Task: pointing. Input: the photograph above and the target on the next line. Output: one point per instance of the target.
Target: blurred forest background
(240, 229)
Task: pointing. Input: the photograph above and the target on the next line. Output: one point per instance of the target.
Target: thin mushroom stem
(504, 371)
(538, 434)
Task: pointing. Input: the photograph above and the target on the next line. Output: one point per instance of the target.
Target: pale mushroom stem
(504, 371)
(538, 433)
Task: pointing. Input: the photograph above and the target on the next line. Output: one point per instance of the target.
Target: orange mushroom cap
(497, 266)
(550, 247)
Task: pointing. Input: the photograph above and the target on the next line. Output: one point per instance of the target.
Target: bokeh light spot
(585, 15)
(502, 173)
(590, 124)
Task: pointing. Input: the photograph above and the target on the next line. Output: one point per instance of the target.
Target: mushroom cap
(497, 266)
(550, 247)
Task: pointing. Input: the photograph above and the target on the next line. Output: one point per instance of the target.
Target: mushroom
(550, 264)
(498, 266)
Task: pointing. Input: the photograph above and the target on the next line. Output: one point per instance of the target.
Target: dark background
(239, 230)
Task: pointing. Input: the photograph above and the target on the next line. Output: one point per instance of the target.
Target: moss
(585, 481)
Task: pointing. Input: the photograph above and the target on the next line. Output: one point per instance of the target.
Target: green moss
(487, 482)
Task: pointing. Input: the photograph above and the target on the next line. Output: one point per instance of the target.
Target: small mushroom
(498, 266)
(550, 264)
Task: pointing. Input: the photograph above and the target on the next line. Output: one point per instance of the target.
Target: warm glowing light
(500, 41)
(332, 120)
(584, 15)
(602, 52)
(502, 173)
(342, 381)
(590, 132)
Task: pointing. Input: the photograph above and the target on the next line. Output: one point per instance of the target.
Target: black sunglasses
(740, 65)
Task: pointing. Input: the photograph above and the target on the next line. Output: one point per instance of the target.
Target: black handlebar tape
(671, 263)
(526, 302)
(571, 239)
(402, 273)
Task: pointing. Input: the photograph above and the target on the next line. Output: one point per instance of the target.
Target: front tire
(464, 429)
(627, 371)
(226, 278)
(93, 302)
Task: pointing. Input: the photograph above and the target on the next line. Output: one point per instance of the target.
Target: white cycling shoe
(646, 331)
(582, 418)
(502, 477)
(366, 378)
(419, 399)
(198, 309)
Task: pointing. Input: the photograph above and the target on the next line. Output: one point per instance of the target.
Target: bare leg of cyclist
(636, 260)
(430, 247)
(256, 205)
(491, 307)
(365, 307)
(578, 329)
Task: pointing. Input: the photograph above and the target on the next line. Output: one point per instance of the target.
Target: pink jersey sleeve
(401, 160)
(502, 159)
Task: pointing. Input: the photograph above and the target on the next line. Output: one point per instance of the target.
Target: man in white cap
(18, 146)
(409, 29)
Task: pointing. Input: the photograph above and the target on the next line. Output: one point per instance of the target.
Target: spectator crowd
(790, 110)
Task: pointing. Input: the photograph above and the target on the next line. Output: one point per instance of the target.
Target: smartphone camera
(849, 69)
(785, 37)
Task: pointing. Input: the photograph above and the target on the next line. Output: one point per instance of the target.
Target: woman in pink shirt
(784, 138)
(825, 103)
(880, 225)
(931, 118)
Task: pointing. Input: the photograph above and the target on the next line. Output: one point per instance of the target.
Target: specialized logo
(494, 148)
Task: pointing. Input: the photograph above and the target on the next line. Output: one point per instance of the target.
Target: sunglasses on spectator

§ **WHAT THE TASK ASKS**
Take the entries and copy them out exactly.

§ **WRITTEN SOLUTION**
Task: pointing. Input: the photograph above and the target on the next line. Output: one point per instance of the target.
Target: blurred forest background
(240, 229)
Task: pointing. Input: the photograph above and the target on the next line. Output: one point per instance of the target.
Target: thin mushroom stem
(504, 371)
(538, 434)
Task: pointing. Input: the photograph above and the target on the next line. Output: one point per instance of the target.
Target: pale mushroom stem
(504, 371)
(538, 433)
Task: pointing. Input: the photograph above and the target on the next line. Output: one point per instance of the target.
Target: orange mushroom cap
(497, 266)
(550, 247)
Task: pointing. Input: the photograph above and the target on the next line. Output: one point per instance of the target.
Target: bokeh light spot
(585, 15)
(502, 173)
(590, 124)
Task: pointing. Input: the photograph above and the target on the next line. Output: one point per instance of the target.
Target: mushroom cap
(497, 266)
(550, 247)
Task: pointing. Input: the photograph above and the target on the next line. Output: one point per instance of the target.
Target: mushroom
(550, 264)
(498, 266)
Task: pointing. Input: the photograph above and the target on the next line. Output: one point per instance of the target.
Target: dark background
(239, 230)
Task: pointing. Input: the photograph above and the target on the next line. Output: one point per instance of the target.
Target: moss
(585, 481)
Task: pointing. Input: the photograph above and the target on the next line. Output: one point per instance of the target.
Target: green moss
(487, 482)
Task: pointing. Input: the photograph above and the target on the next line. Output: one point per instance of the target.
Target: small mushroom
(498, 266)
(550, 264)
Task: pointing. Input: the photograph above and the target on the next line. Output: one point per instance of the target.
Target: warm glowing light
(500, 41)
(332, 120)
(584, 15)
(602, 52)
(502, 173)
(342, 381)
(590, 132)
Task: pointing. Input: the photograph above and the target on the next line. Output: one point per instance of the target.
Target: black sunglasses
(740, 65)
Task: pointing. Input: the photograph above and the target on the next line. Output: one point per instance of the target.
Target: black handlebar tape
(671, 263)
(526, 302)
(571, 239)
(402, 273)
Task: pointing. Input: the photograph above and the target on the next line. Output: one point per instance of the target.
Target: front tire
(464, 429)
(627, 371)
(226, 278)
(93, 302)
Task: pointing. Input: the photograph above and the target on the next line. Output: one point per instance of the target.
Target: white cycling shoe
(646, 331)
(582, 418)
(502, 477)
(366, 378)
(419, 399)
(198, 309)
Task: pointing. Input: the photograph above and the target on the next line. Output: one point per instance of the target.
Target: bare leg of cyclist
(636, 260)
(430, 247)
(256, 205)
(491, 307)
(365, 307)
(578, 329)
Task: pointing. Input: the photograph above and the target on the next line. Output: one point per instance of the target.
Target: pink jersey sleeve
(401, 160)
(502, 159)
Task: pointing. Input: the photograph above and the target on the next line. Output: one point per instance of the target.
Target: man in white cap
(18, 146)
(409, 29)
Task: pointing. Input: the photograph above and the target on the next line. Output: one point per instance of the target.
Target: spectator crowd
(790, 110)
Task: pointing. Input: the photograph above and the target on the next line. Output: one point per instance of the target.
Target: smartphone camera
(849, 69)
(785, 37)
Task: pointing. Input: the photograph above and the target on the next line. Output: one point per instance of the target.
Target: woman in pink shirt
(784, 138)
(825, 103)
(880, 225)
(931, 118)
Task: pointing. Input: the photograph above and the target on the next line. Output: one point per instance of the target.
Target: specialized logo
(494, 148)
Task: pointing. Input: the photograph above and the target on the next line. Output: one point per instance of the target.
Target: sunglasses on spectator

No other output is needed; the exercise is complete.